## Text excerpt
The ritual of the UK prime ministerial resignation is now all too familiar: the lectern in Downing Street, the premier blinking in the daylight; the catch in the voice as they finish their statement. That Sir Keir Starmer is the fifth British leader to have stood down midterm since the Brexit vote 10 years ago displays how deeply the country has fallen into a damaging habit that it badly needs to break. The effort to do so now shifts to the man set to succeed Starmer: Andy Burnham.

A root cause of the leadership carousel is the stagnation in living standards and deterioration of public services since the 2008 financial crisis, exacerbated by Brexit and the Covid pandemic. Recently it has often stemmed from party members electing leaders based more on their grassroots appeal than their likely capabilities in office.

Starmer’s tragedy is that he was supposed to represent a reassertion of competence over charisma. History will remember his achievement in purging the Labour Party of its hard-left Corbynite wing within a single parliament after its 2019 election rout. But in his determination not to unsettle voters or financial markets he came into office with too narrow a plan to deal with the trickiest inheritance since Margaret Thatcher’s in 1979, and without a narrative to carry voters and his own MPs with him.

Though dogged by his ill-judged decision to make the Jeffrey Epstein associate Peter Mandelson his ambassador to Washington, Starmer is resigning not, like Boris Johnson, because of a string of political scandals or, like Liz Truss, because he crashed the economy. His MPs are deserting him because he has been found to lack the political judgment and party management skills necessary for the highest office, with Nigel Farage’s populist Reform UK now topping the polls.

## Data shown
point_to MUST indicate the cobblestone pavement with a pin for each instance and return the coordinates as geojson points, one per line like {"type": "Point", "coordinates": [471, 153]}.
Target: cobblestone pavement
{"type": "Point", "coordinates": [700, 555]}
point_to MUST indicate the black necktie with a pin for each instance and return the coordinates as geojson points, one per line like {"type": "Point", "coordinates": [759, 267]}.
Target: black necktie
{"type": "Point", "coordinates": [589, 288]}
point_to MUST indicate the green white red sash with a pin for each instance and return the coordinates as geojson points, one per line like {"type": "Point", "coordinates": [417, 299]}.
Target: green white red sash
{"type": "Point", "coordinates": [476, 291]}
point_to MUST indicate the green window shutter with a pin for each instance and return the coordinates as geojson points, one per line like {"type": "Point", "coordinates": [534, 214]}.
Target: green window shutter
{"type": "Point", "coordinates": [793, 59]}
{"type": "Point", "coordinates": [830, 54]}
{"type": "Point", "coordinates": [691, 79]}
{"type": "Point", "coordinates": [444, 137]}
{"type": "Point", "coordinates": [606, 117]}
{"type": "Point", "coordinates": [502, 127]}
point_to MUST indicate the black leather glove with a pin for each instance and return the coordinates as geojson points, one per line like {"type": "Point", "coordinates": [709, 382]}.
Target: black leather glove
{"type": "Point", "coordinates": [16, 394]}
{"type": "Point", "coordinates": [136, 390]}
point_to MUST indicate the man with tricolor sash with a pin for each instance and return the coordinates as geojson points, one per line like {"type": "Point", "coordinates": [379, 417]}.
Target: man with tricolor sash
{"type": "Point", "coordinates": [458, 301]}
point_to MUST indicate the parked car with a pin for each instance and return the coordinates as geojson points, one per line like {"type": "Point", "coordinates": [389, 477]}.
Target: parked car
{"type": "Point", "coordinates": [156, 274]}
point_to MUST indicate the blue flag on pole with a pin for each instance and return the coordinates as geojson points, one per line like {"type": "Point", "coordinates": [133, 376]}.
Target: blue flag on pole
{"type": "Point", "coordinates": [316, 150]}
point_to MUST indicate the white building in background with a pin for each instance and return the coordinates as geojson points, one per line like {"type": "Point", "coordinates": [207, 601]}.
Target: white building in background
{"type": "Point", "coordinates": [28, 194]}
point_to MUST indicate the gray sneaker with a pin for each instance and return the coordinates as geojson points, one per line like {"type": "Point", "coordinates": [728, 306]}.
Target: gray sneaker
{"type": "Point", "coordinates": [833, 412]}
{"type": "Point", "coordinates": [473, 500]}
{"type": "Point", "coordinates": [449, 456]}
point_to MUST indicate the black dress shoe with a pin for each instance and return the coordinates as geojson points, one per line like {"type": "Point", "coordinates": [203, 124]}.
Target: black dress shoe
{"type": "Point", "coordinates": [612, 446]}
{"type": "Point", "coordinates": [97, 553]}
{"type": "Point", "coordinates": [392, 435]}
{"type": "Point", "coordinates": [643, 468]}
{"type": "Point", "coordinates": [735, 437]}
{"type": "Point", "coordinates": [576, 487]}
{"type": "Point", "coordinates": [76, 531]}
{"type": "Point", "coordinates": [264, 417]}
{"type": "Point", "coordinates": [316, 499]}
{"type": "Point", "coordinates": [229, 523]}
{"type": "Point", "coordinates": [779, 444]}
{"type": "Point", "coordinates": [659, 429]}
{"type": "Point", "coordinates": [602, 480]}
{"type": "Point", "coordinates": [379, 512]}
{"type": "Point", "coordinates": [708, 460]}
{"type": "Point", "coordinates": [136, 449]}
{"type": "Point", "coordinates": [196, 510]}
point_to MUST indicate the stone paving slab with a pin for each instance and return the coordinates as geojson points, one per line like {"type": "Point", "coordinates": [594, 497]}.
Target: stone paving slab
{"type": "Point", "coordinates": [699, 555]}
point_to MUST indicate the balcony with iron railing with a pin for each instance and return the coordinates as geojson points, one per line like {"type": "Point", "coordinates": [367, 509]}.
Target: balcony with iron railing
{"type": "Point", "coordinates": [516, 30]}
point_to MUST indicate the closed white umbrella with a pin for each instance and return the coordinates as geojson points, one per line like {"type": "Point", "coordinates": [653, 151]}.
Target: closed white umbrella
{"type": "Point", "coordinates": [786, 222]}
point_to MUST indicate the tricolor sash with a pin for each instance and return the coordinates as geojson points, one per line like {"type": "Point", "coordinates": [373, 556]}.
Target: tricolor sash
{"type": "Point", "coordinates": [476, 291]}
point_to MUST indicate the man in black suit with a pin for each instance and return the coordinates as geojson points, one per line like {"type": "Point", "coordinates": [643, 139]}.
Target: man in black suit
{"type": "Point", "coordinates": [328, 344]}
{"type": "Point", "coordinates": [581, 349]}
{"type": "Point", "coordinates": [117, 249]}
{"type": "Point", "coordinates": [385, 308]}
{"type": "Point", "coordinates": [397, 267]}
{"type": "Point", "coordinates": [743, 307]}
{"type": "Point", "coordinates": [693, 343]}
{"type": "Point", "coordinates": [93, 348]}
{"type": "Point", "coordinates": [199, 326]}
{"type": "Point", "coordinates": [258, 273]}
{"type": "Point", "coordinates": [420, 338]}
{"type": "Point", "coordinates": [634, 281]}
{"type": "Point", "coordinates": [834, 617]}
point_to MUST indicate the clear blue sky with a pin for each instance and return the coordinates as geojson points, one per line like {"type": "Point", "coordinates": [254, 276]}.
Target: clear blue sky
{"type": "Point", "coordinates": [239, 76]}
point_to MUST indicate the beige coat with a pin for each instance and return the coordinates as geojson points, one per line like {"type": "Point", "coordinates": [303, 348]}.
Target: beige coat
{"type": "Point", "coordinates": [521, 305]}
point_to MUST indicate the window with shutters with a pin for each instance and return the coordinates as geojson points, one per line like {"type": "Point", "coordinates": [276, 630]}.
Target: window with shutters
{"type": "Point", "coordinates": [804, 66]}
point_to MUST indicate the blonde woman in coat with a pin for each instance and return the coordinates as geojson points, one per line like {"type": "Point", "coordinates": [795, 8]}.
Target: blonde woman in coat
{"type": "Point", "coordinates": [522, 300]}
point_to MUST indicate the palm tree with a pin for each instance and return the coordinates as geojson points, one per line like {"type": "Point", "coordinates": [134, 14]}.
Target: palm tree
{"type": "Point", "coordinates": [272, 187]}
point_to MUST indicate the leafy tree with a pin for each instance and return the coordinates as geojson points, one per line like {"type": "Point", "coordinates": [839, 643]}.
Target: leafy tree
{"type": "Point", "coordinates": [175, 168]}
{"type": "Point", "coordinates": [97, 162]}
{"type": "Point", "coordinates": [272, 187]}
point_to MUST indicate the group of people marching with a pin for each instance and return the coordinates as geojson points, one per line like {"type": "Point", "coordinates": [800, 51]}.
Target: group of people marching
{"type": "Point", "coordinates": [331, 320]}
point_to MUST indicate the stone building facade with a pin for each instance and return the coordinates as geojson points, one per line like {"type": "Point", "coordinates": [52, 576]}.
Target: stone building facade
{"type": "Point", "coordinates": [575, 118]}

---

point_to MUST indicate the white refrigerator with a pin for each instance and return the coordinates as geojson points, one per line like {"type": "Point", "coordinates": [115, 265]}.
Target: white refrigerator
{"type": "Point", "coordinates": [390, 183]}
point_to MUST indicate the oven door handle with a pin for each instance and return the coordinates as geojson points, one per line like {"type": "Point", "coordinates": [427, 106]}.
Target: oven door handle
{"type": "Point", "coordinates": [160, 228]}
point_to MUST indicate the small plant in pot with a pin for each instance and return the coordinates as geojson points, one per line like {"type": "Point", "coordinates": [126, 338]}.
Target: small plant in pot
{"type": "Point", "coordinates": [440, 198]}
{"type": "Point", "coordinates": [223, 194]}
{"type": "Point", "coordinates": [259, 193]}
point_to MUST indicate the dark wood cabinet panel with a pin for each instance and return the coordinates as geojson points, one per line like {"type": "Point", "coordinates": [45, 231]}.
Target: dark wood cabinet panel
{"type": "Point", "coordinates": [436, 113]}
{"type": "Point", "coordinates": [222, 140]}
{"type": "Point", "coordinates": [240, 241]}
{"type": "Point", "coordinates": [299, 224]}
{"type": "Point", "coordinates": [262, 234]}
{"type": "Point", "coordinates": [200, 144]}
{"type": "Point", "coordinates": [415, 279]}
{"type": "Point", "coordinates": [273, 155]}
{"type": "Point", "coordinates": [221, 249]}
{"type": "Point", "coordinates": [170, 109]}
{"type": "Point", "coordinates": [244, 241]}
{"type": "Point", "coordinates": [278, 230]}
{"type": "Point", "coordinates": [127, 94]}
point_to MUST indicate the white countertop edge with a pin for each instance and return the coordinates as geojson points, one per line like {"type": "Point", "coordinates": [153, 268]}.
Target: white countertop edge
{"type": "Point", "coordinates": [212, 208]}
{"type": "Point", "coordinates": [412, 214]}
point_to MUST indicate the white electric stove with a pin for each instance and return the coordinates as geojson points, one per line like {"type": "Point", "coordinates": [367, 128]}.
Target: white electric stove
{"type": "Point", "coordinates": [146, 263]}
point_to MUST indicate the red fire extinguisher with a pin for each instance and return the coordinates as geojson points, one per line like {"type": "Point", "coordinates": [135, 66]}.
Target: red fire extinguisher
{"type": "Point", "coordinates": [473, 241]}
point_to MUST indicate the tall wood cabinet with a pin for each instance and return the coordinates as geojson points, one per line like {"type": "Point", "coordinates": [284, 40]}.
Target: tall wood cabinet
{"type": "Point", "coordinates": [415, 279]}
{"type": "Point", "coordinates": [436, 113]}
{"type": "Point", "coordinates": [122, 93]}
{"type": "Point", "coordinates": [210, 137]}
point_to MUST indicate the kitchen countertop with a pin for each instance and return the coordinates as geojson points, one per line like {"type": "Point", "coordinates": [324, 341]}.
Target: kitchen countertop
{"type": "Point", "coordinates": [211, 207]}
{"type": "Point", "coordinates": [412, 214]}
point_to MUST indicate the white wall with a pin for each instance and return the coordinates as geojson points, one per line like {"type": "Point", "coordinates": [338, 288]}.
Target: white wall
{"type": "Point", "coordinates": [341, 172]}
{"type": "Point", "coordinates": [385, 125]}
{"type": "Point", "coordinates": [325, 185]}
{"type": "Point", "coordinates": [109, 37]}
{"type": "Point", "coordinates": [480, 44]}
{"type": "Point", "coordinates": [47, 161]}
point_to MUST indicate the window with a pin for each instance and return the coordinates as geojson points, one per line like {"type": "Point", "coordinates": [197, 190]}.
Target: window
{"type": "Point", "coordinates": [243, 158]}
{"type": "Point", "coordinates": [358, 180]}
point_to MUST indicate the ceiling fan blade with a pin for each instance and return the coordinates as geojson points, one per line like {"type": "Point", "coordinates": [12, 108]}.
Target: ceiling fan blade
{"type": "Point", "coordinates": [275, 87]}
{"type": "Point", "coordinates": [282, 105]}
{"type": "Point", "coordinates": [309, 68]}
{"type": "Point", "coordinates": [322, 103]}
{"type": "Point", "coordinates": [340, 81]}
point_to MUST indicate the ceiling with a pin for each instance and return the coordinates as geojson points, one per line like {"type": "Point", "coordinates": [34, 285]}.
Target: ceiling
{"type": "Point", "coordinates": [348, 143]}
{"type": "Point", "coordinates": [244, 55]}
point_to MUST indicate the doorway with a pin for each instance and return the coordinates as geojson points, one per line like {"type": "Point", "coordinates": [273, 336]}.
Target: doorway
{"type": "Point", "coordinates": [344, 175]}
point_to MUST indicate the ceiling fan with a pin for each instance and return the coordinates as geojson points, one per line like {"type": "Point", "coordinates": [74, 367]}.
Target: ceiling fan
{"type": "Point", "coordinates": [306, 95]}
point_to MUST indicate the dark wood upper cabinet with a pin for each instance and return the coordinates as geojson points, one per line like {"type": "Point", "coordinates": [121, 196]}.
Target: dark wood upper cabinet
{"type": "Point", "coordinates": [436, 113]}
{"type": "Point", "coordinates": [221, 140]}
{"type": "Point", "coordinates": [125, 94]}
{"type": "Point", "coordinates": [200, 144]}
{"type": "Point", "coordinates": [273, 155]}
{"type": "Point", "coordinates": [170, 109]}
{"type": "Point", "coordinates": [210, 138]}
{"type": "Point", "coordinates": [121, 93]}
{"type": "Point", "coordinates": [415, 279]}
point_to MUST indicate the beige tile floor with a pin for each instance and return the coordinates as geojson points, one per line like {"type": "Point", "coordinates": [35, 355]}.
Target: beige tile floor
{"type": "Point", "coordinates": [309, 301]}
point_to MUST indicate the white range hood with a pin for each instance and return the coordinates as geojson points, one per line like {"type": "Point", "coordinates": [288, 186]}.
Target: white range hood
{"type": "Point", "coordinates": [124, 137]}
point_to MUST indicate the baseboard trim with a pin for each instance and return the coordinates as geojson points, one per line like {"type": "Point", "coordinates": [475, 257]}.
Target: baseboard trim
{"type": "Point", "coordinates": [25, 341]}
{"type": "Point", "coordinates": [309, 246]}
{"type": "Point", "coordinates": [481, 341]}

## Tasks
**A)** In the piece on Starmer's resignation, who is set to succeed Starmer?
**B)** Revise the piece on Starmer's resignation from "The ritual of" to "Starmer: Andy Burnham.", replacing "lectern" with "podium".
**C)** Pick up the piece on Starmer's resignation after its last sentence and carry it on.
The entries come from a source unrelated to the piece on Starmer's resignation.

## Expected outputs
**A)** Andy Burnham.

**B)**
The ritual of the UK prime ministerial resignation is now all too familiar: the podium in Downing Street, the premier blinking in the daylight; the catch in the voice as they finish their statement. That Sir Keir Starmer is the fifth British leader to have stood down midterm since the Brexit vote 10 years ago displays how deeply the country has fallen into a damaging habit that it badly needs to break. The effort to do so now shifts to the man set to succeed Starmer: Andy Burnham.

**C)**
In Burnham, Labour is reverting to a figure whose charisma has been demonstrated by his popularity as Greater Manchester mayor and a thumping victory in last week’s Makerfield by-election. It is far from clear, however, that he has developed a proper plan to succeed where Starmer failed. The decision by potential leadership rival Wes Streeting to endorse Burnham means he may now face no contest — regrettably leaving little time for him to flesh out a programme and for it to be scrutinised.

Burnham must answer three questions above all. One is whether he is as committed as he has claimed to fiscal discipline. He will need the vision and skill to fund necessary spending increases, such as on defence, while trimming welfare commitments, to stay within Labour’s fiscal rules. Burnham has attempted to clarify earlier remarks about not being “in hock to the bond market”. But a recent suggestion that the “Waspi women”, who claim to have lost out owing to changes to the state pension age, deserved some “recompense” unnerved investors.

The second is whether he is committed to the private sector and not just to expanding the state. Burnham has talked of greater public control of utilities, transport and housing, as well as a wave of “re-industrialisation”. The success of “Manchesterism”, the economic policies of his city-region, has relied on collaboration with business. But he has also spoken of rolling back “40 years of neoliberalism”, leaving business unsure of his commitment to driving the vital motor of economic growth. A third question is who he will name as his chancellor of the exchequer, the most pivotal role in his cabinet.

The lesson of the Starmer era is that for all the talk of Britain needing managerial leadership, this is insufficient without a dash of charisma, a credible plan and a sure political touch. If Burnham is not just to survive the rest of this parliamentary term but stand a chance of taking Labour into a second, he will need all these attributes and more.